__What you need to do__
Please return, word for word, every line from the start of the material below through the line containing "point(143, 147)", including that line.

# # #

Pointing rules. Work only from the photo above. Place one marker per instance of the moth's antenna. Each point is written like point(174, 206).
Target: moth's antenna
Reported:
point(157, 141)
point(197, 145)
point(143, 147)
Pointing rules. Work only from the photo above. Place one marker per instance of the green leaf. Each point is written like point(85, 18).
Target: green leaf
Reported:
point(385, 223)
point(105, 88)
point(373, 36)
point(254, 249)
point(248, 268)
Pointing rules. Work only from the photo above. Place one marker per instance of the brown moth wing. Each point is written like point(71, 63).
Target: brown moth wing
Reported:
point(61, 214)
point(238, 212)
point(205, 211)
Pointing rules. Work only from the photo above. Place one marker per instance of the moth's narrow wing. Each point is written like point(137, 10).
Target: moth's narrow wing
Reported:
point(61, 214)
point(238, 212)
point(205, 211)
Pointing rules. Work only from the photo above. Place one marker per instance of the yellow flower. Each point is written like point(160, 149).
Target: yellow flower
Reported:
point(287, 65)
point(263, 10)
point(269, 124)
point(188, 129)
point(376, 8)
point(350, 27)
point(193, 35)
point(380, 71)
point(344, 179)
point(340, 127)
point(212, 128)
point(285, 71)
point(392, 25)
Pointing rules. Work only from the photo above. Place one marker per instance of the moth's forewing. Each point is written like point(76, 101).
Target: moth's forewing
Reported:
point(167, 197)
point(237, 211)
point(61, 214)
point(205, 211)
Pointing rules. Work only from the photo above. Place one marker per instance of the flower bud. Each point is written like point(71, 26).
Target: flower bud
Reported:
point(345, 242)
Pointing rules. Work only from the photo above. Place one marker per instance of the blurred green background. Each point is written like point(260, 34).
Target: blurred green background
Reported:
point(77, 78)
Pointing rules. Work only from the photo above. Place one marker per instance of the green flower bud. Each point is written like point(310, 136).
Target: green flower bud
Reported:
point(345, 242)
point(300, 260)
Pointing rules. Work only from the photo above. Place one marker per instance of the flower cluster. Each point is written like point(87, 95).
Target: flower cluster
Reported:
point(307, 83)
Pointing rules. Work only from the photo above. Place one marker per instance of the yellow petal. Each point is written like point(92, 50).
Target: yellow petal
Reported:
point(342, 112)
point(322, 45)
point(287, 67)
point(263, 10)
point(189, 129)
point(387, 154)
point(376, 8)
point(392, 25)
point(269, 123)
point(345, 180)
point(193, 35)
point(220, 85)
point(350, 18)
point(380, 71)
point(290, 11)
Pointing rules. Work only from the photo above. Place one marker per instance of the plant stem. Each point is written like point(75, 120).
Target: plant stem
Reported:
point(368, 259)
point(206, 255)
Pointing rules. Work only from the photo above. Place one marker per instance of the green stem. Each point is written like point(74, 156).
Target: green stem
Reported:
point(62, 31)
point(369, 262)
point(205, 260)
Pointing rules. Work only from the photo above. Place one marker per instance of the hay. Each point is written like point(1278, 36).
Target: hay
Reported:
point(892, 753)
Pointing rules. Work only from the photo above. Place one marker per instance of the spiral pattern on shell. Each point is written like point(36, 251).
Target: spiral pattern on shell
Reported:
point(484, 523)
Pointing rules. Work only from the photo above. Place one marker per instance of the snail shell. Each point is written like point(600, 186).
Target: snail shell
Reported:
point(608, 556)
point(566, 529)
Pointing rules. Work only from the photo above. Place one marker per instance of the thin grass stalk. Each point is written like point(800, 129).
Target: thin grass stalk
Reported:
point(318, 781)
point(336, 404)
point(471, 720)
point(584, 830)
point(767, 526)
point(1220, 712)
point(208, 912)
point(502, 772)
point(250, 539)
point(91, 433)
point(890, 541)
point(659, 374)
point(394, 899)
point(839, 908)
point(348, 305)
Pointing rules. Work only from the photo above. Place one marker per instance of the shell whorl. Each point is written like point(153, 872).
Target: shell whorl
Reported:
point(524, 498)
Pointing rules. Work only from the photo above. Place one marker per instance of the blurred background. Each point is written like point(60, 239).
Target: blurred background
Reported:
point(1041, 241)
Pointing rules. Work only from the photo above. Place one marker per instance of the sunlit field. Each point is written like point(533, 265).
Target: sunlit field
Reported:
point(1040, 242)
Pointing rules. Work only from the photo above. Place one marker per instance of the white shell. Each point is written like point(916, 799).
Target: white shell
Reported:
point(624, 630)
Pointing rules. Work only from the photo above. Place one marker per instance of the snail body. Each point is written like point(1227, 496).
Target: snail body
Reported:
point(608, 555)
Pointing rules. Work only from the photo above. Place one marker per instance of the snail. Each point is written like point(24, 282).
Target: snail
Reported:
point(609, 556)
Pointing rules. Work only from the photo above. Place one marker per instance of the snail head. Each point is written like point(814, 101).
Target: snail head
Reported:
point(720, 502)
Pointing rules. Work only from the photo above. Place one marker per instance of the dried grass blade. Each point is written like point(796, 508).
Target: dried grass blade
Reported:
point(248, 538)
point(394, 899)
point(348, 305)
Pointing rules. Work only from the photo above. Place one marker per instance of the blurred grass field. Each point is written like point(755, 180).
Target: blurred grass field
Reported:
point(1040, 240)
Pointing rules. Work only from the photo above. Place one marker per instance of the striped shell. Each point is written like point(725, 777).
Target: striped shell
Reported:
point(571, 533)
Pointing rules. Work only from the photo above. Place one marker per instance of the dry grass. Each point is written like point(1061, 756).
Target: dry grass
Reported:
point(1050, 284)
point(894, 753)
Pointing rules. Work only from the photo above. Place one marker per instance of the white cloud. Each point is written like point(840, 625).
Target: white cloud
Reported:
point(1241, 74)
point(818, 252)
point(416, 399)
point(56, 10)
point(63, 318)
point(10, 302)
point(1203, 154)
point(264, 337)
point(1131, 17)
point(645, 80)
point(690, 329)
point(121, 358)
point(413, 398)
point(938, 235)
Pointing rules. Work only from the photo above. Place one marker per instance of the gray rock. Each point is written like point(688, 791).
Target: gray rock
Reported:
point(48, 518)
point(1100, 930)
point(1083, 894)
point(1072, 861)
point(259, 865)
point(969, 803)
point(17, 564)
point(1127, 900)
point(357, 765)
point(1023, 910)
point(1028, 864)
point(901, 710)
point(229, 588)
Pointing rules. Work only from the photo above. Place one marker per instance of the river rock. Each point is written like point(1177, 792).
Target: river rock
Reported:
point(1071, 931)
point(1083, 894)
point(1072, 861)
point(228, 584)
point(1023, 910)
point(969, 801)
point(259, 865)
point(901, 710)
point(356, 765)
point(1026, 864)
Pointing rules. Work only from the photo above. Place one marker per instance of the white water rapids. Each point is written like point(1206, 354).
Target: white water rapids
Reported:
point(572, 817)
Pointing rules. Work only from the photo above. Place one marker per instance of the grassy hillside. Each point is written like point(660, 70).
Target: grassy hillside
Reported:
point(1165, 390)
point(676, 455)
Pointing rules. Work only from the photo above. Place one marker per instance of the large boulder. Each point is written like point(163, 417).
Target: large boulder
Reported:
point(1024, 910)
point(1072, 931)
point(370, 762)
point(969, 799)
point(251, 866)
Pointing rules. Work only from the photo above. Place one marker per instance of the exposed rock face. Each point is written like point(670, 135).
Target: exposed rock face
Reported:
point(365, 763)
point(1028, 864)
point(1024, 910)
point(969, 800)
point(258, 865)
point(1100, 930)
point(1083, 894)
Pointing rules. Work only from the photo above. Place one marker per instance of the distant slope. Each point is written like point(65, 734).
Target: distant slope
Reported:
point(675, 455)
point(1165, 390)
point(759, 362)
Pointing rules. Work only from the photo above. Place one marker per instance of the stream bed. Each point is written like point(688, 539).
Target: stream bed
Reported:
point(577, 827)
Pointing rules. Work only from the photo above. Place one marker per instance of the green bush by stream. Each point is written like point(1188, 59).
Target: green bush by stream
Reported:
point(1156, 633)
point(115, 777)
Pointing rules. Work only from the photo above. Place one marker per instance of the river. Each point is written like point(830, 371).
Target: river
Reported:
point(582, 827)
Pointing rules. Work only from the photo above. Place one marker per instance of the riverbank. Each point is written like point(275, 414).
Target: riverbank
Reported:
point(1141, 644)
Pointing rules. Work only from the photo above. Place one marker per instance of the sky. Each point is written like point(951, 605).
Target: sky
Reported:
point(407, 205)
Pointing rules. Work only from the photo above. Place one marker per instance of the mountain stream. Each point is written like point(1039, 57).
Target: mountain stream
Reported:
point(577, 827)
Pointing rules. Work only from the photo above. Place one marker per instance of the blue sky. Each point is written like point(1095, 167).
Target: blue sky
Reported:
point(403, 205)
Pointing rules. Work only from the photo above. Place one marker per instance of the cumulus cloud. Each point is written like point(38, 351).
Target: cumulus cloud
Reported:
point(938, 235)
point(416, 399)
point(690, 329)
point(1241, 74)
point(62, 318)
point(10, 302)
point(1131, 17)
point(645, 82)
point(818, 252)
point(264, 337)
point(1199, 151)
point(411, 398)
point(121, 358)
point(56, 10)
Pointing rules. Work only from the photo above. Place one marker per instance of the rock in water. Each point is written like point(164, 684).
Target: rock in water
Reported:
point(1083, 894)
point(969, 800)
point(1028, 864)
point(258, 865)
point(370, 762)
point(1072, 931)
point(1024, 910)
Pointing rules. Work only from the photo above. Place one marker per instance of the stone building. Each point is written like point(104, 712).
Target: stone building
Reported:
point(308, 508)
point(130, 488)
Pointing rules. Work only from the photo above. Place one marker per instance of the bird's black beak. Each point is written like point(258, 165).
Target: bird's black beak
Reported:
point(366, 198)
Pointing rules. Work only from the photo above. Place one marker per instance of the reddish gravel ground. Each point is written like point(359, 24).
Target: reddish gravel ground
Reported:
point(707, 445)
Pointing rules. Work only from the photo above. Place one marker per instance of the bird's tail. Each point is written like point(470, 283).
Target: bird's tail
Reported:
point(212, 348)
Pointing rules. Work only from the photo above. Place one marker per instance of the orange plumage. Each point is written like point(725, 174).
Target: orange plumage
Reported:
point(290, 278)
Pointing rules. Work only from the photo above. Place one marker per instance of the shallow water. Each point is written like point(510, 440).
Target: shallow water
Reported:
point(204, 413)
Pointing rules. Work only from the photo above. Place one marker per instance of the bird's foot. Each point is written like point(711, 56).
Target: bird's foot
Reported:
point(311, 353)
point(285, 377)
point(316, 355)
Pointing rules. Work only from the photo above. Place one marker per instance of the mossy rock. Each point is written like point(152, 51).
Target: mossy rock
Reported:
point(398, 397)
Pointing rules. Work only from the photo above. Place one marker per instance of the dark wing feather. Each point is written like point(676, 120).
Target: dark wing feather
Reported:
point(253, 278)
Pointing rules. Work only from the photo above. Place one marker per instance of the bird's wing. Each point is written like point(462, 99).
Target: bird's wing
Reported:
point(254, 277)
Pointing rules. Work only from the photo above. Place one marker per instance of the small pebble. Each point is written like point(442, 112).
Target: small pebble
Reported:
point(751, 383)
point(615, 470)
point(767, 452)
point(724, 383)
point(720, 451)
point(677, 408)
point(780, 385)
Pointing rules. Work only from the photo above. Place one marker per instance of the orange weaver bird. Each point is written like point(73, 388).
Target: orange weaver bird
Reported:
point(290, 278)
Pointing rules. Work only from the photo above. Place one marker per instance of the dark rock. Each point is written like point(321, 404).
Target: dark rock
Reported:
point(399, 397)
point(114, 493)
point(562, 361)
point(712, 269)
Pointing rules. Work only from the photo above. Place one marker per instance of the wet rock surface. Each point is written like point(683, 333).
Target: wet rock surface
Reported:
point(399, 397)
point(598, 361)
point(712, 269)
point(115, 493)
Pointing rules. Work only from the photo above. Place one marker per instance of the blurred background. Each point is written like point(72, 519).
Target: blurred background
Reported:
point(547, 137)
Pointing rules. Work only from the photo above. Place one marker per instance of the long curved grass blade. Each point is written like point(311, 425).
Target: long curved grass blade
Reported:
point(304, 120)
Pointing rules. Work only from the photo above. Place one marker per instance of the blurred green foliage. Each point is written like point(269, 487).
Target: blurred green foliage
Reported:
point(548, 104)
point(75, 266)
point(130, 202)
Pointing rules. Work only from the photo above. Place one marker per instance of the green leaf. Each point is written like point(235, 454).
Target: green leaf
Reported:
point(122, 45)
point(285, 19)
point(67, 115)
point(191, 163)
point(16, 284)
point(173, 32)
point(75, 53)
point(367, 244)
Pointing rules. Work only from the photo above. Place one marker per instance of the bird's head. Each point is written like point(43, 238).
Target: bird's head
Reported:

# # #

__Solution to the problem__
Pointing rules. Work only from the photo above. Place one marker per instance of the moth's antenna. Each point is written like point(174, 206).
Target: moth's antenna
Reported:
point(157, 141)
point(197, 145)
point(143, 147)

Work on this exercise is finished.